● **EXTRACTED RECORDS**:
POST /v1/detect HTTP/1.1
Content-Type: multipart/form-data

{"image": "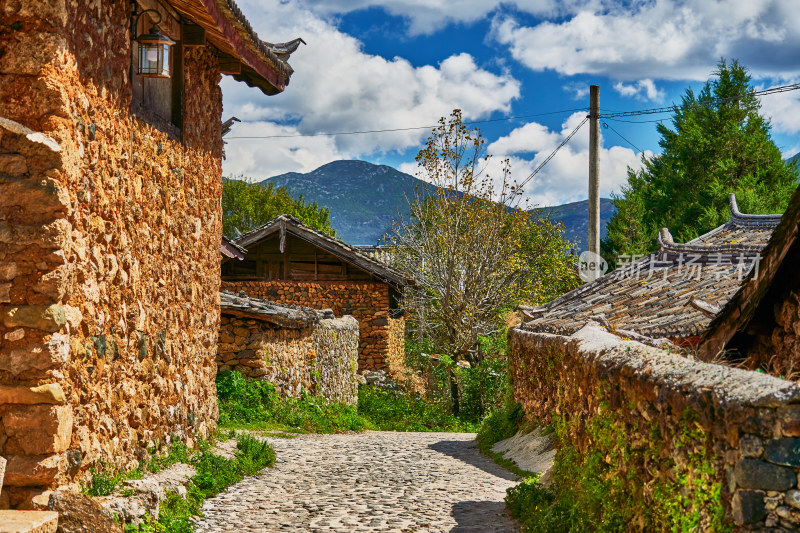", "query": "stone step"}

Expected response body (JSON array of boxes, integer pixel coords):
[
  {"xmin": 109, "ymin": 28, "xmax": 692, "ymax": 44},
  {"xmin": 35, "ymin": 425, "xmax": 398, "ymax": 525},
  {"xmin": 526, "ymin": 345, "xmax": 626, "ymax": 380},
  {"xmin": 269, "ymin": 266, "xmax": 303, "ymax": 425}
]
[{"xmin": 0, "ymin": 511, "xmax": 58, "ymax": 533}]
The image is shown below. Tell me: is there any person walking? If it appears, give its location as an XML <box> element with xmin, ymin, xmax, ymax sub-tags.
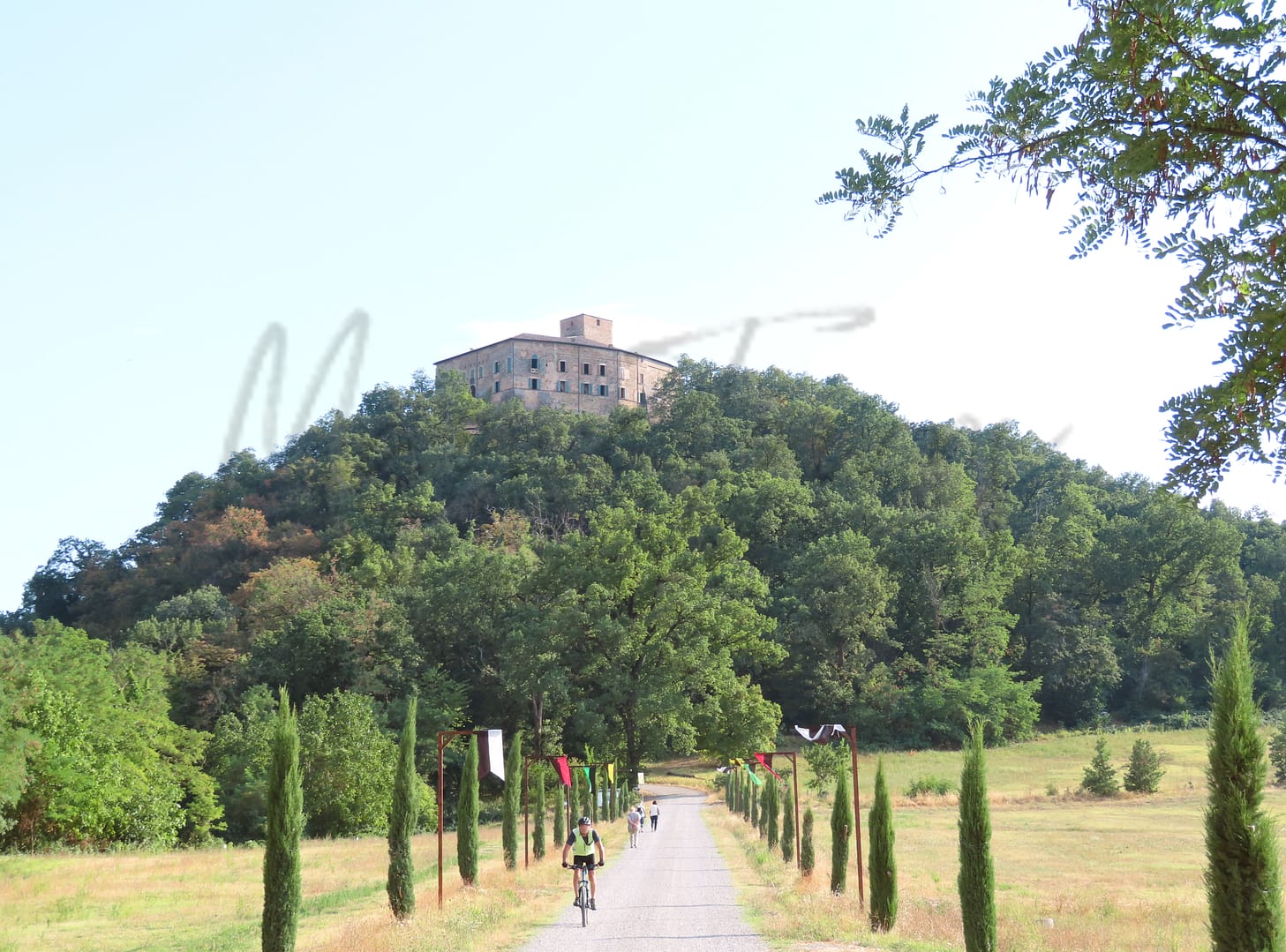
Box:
<box><xmin>625</xmin><ymin>806</ymin><xmax>643</xmax><ymax>850</ymax></box>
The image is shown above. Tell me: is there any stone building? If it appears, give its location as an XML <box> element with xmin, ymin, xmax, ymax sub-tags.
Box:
<box><xmin>434</xmin><ymin>313</ymin><xmax>673</xmax><ymax>416</ymax></box>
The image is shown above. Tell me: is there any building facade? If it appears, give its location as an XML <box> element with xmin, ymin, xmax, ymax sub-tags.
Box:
<box><xmin>434</xmin><ymin>313</ymin><xmax>673</xmax><ymax>416</ymax></box>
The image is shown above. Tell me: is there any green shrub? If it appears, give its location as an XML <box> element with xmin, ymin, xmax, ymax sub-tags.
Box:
<box><xmin>1125</xmin><ymin>738</ymin><xmax>1165</xmax><ymax>792</ymax></box>
<box><xmin>903</xmin><ymin>777</ymin><xmax>956</xmax><ymax>797</ymax></box>
<box><xmin>1080</xmin><ymin>738</ymin><xmax>1120</xmax><ymax>797</ymax></box>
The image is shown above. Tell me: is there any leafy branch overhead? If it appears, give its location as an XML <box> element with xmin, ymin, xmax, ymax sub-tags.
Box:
<box><xmin>818</xmin><ymin>0</ymin><xmax>1286</xmax><ymax>496</ymax></box>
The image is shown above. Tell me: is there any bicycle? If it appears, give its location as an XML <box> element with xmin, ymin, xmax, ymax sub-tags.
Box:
<box><xmin>563</xmin><ymin>864</ymin><xmax>603</xmax><ymax>929</ymax></box>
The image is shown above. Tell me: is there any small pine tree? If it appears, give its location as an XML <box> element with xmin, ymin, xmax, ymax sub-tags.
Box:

● **EXERCISE**: Reproduce the data from the line containing "The image is shown above. Tell me: is there any building" through the last line of the data, substituting "motorcycle" for "bicycle" and changing nothing else. Return only those lines.

● **REPLY TO THE TASK**:
The image is shown above. Tell me: is there any building facade? If it appears, give its location as an XML <box> element with xmin, ymin, xmax, ymax sub-tags.
Box:
<box><xmin>434</xmin><ymin>313</ymin><xmax>673</xmax><ymax>416</ymax></box>
The image is shown above. Tell me: is there any green shrub? If it appears, give its location as an XML <box> element with xmin, ymin, xmax, ymax sub-tags.
Box:
<box><xmin>1125</xmin><ymin>738</ymin><xmax>1165</xmax><ymax>792</ymax></box>
<box><xmin>903</xmin><ymin>777</ymin><xmax>956</xmax><ymax>797</ymax></box>
<box><xmin>1080</xmin><ymin>738</ymin><xmax>1120</xmax><ymax>797</ymax></box>
The image is shown above. Tell me: is there any leafy branch overhead? If it appears, give its location as an XML <box> element with xmin, ymin, xmax, ymax sub-tags.
Box:
<box><xmin>818</xmin><ymin>0</ymin><xmax>1286</xmax><ymax>496</ymax></box>
The image is shown above. Tell me: is there any motorcycle? If it appears, give its location as an XML <box> element with xmin, ymin, xmax, ymax sub-tags.
Box:
<box><xmin>563</xmin><ymin>864</ymin><xmax>603</xmax><ymax>929</ymax></box>
The image is shown above. Tell me: is there any small pine tree? If it appears, give its location as an XML <box> element with xmin, ymin, xmax, ymax sub-tags.
Box:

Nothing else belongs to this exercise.